EXERCISE REQUIREMENTS
Copy each of the rows below verbatim.

DATASET ENTRIES
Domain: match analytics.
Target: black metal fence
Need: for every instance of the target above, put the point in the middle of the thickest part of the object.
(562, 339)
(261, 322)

RESPONSE FOR THIS EXERCISE
Domain: match analytics.
Target: black metal fence
Need: for every instance of the target above, put the point in the middle of the thickest part of the object.
(562, 339)
(261, 322)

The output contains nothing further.